(Aufgabenziel): Geben Sie den folgenden Text über Eisensteins Geschichte der Separation vollständig und wortgetreu wieder.

(Vorgegebener Text):
--------

Dieses Fortschrittsmodell heisst bei Eisenstein die Geschichte der Separation; sie ist die paradigmatische Erzählung über das Wesen der Welt, die tief im Selbstverständnis der Moderne verankert ist. Die Geschichte der Separation zielt darauf ab, den Menschen mit fortschreitender Verfügungsgewalt über die unterworfene Natur auszustatten und dem separaten Selbst alle Möglichkeiten zur Selbstoptimierung in einem ökonomisierten Alltag zu geben. «Umwandlung von Natur in Waren, von Gemeinschaft in Märkte und Beziehungen in Dienstleistungen» (74) lautet die zugrundeliegende Devise. –  Dieser Geschichte der Separation setzt Eisenstein die Möglichkeit einer anderen Erzählung von der Welt gegenüber, nämlich die Geschichte des Interbeing, «die Geschichte vom Zeitalter der Wiedervereinigung» (27), und das Buch versteht sich als Verbündeter mit all jenen, die zu der neuen Geschichte unterwegs sind (47). Doch «die neue widerlegt die alte nicht, sondern schliesst sie ein und hebt sie auf.» (55) Anstelle der alten, Verzweiflung und Ohnmacht generierenden Annahme eines im Grund toten und blinden Universums erlaubt der Mythos des Interbeing, «die Vorstellung von Materie zu erweitern, bis sie auch Eigenschaften des Geistes umfasst» (86) und «uns für neue wissenschaftliche Paradigmen zu öffnen, die bestätigen, dass das Universum bewusst, zweckbestimmt und ganz ist».  Der neue Mythos erzählt davon, «dass sich die Menschheit vollständig der Gemeinschaft allen Lebens auf Erden anschliesst» (28) und «wir die Fähigkeiten, die uns als Menschen eigen sind, dem Wohl und der Entwicklung des Ganzen zur Verfügung stellen» (ebd.)

--------

Auszüge aus einem Datensatz mit Ortsannotationen:

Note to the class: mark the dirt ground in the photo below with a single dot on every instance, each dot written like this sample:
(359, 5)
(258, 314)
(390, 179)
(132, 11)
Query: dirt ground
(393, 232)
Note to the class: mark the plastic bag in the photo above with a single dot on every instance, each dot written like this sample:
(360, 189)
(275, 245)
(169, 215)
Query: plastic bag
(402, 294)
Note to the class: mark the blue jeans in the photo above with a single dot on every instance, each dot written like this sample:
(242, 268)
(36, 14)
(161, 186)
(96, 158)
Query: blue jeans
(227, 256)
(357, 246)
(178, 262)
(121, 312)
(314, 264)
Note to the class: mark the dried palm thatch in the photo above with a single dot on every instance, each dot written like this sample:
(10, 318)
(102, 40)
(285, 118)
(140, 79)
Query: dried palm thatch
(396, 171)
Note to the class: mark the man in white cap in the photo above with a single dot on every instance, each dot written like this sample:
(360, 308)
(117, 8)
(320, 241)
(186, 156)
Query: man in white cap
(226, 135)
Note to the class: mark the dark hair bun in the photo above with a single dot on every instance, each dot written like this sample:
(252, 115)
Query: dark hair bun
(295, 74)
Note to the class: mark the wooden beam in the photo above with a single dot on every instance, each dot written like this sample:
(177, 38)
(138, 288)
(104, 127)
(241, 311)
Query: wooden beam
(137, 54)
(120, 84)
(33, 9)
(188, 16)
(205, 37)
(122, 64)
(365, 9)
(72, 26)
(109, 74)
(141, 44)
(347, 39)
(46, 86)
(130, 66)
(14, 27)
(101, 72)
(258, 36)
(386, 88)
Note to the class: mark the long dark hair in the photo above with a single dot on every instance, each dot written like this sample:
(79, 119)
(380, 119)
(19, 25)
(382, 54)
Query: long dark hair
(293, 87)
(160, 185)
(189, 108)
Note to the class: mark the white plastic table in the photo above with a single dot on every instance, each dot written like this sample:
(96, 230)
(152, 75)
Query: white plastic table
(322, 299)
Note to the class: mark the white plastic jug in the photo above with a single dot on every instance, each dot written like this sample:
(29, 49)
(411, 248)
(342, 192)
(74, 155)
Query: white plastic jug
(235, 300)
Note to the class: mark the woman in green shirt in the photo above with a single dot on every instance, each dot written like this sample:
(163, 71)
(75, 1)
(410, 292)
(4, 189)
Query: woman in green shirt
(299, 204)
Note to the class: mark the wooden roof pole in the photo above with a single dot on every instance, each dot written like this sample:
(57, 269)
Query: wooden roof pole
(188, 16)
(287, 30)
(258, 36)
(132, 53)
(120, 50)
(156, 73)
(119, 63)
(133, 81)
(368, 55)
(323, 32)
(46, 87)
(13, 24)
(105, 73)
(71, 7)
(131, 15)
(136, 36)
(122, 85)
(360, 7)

--------

(Erwartete Ausgabe):
Dieses Fortschrittsmodell heisst bei Eisenstein die Geschichte der Separation; sie ist die paradigmatische Erzählung über das Wesen der Welt, die tief im Selbstverständnis der Moderne verankert ist. Die Geschichte der Separation zielt darauf ab, den Menschen mit fortschreitender Verfügungsgewalt über die unterworfene Natur auszustatten und dem separaten Selbst alle Möglichkeiten zur Selbstoptimierung in einem ökonomisierten Alltag zu geben. «Umwandlung von Natur in Waren, von Gemeinschaft in Märkte und Beziehungen in Dienstleistungen» (74) lautet die zugrundeliegende Devise. –  Dieser Geschichte der Separation setzt Eisenstein die Möglichkeit einer anderen Erzählung von der Welt gegenüber, nämlich die Geschichte des Interbeing, «die Geschichte vom Zeitalter der Wiedervereinigung» (27), und das Buch versteht sich als Verbündeter mit all jenen, die zu der neuen Geschichte unterwegs sind (47). Doch «die neue widerlegt die alte nicht, sondern schliesst sie ein und hebt sie auf.» (55) Anstelle der alten, Verzweiflung und Ohnmacht generierenden Annahme eines im Grund toten und blinden Universums erlaubt der Mythos des Interbeing, «die Vorstellung von Materie zu erweitern, bis sie auch Eigenschaften des Geistes umfasst» (86) und «uns für neue wissenschaftliche Paradigmen zu öffnen, die bestätigen, dass das Universum bewusst, zweckbestimmt und ganz ist».  Der neue Mythos erzählt davon, «dass sich die Menschheit vollständig der Gemeinschaft allen Lebens auf Erden anschliesst» (28) und «wir die Fähigkeiten, die uns als Menschen eigen sind, dem Wohl und der Entwicklung des Ganzen zur Verfügung stellen» (ebd.)